[Records from a data source]
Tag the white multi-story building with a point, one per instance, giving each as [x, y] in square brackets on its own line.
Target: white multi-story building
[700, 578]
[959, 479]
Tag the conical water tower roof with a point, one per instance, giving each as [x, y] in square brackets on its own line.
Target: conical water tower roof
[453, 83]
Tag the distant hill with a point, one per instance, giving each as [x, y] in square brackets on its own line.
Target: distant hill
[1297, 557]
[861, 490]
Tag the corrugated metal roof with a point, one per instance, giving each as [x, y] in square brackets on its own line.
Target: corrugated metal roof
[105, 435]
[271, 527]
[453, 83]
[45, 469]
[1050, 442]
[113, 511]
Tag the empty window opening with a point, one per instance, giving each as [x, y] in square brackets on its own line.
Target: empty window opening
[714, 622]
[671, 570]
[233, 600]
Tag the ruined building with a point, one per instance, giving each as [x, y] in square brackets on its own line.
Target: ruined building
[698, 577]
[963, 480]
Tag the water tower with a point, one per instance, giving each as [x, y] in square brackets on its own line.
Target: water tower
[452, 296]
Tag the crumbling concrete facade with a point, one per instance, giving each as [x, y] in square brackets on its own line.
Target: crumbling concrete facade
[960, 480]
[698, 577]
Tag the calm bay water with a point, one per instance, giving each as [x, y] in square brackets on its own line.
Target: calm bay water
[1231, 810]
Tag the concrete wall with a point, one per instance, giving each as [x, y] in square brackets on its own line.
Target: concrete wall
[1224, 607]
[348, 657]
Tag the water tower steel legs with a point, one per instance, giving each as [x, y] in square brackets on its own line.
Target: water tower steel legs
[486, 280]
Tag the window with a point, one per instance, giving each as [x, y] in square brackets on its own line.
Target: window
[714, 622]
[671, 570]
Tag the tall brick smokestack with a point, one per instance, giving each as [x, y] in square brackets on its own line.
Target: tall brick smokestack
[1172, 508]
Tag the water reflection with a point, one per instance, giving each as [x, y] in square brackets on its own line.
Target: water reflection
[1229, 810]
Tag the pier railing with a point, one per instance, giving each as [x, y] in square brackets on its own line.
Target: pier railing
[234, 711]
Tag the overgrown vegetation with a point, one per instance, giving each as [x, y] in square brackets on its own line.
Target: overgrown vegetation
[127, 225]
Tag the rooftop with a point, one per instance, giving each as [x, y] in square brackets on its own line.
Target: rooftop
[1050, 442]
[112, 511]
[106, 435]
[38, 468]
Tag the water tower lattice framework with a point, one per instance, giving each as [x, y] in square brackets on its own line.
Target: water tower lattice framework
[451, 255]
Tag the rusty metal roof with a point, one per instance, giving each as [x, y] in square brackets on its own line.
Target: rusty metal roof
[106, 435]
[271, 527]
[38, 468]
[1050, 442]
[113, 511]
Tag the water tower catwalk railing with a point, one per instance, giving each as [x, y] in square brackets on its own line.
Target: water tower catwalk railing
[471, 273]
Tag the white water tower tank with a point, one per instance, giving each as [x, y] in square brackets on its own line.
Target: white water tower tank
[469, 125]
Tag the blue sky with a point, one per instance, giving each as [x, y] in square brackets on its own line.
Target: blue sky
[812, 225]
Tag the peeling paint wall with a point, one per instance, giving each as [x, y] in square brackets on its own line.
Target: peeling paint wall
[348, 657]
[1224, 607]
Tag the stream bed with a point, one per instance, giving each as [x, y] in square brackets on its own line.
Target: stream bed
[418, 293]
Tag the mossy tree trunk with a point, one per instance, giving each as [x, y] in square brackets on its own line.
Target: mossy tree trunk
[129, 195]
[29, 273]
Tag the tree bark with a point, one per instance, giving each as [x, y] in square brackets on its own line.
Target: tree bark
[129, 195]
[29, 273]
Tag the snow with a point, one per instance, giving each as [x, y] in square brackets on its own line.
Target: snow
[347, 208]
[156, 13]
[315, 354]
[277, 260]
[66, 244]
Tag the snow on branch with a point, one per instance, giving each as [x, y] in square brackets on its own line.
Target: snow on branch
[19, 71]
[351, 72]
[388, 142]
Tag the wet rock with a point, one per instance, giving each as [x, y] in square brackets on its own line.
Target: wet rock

WHAT YOU ARE ASKED TO DO ::
Copy out every one of the records above word for word, keeping each line unchanged and in the same order.

SOLUTION TO THE PROBLEM ::
Tag the white multi-story building with a point, one per instance, giving each as [x, y] in square brackets on its own line.
Target: white multi-story building
[700, 578]
[959, 479]
Tag the conical water tower roof with a point, one per instance, giving each as [x, y] in square brackets on its own line.
Target: conical water tower roof
[453, 83]
Tag the distant hill with a point, one per instance, giving each as [x, y] in square brackets on its own line.
Target: distant hill
[1297, 557]
[861, 490]
Tag the corrugated metal roof with a point, one per instance, giving each as [x, y] in square brackets on its own line.
Target: corrugated metal roof
[105, 435]
[271, 527]
[453, 83]
[45, 469]
[1050, 442]
[113, 511]
Tag the empty window opening with a point, one per instance, giving each as [x, y] in square brackets on its own line.
Target: empty window opening
[714, 622]
[671, 570]
[233, 600]
Tag the ruined building with a point, one per instance, giving each as [x, y] in square brackets on its own line.
Target: ruined building
[698, 577]
[963, 480]
Tag the water tower with a point, one per instance, giving each as [x, y] in square brackets on its own line.
Target: water tower
[452, 296]
Tag the crumbling concrete facade with a point, one per instance, giving each as [x, y] in square brackets on its own line.
Target: crumbling concrete facade
[960, 480]
[698, 577]
Tag the calm bay water with a point, one per instance, giving each as [x, y] in square brackets on its own line.
Target: calm bay water
[1231, 810]
Tag the concrete wall with a point, one per instance, giving each as [x, y] in square brackets on its own line.
Target: concrete wall
[1224, 607]
[348, 657]
Tag the water tower steel legs with a point, one per instance, giving each as [x, y] in square brackets on its own line.
Target: water tower steel legs
[486, 280]
Tag the window with a point, one per instance, giving each as [x, y] in square brackets on its own line.
Target: window
[714, 622]
[671, 570]
Tag the tall brick smokestack with a point, one per instance, giving each as [x, y] in square brackets on its own line.
Target: tall brick smokestack
[1172, 508]
Tag the water reflection with a point, one per instance, giving each as [x, y] in square brackets on its own line.
Target: water reflection
[1229, 810]
Tag the pier railing with a point, one per instance, giving each as [x, y] in square brackets on its own line.
Target: pier railing
[234, 711]
Tag the overgrown vegetation with a point, one per instance, giving each as [x, y] in square brackets on its own line.
Target: overgrown vegetation
[127, 225]
Tag the rooftop with a point, one per instance, giving each as [x, y] in square brackets on its own line.
Target: rooftop
[1050, 442]
[112, 511]
[106, 435]
[38, 468]
Tag the water tower lattice framework with a point, one per instance, giving each as [x, y] in square brackets on its own line.
Target: water tower lattice framework
[451, 255]
Tag the rusty metal roof with a point, one per instance, giving each as [x, y] in square brackets on its own line.
Target: rusty metal roof
[106, 435]
[271, 527]
[38, 468]
[1050, 442]
[113, 511]
Tag the water tower catwalk railing with a point, one per instance, giving each as [x, y] in square brackets on its own line.
Target: water tower catwalk railing
[471, 273]
Tag the white water tower tank with a point, one per instance, giving each as [x, y] in square brackets on its own line.
Target: white water tower tank
[469, 125]
Tag the blue sky with a point, one per instance, giving each as [x, y] in square brackets on its own line.
Target: blue sky
[812, 225]
Tag the peeling paint wall with a point, one per instance, giving each as [x, y] in square brackets on its own line.
Target: peeling paint wall
[348, 657]
[1224, 607]
Tag the stream bed with a point, one per instance, giving each as [x, y] in square brackets on its own line.
Target: stream bed
[418, 293]
Tag the mossy tree trunk with a point, one per instance, giving each as [x, y] in square brackets on its own line.
Target: mossy tree trunk
[129, 195]
[29, 273]
Tag the tree bark with a point, one per instance, giving each as [x, y] in square brackets on its own line.
Target: tree bark
[129, 195]
[29, 273]
Tag the snow with a point, one per instance, giving each as [x, y] in square brackets on its own line.
Target: snow
[347, 208]
[156, 13]
[315, 354]
[277, 260]
[66, 244]
Tag the snow on branch with a point, one per instance, giving each as [x, y] in square brackets on its own line.
Target: snow on branch
[19, 71]
[351, 72]
[388, 142]
Tag the wet rock with a point, one per instance, giving each as [x, y] in square brackets on its own line.
Target: wet rock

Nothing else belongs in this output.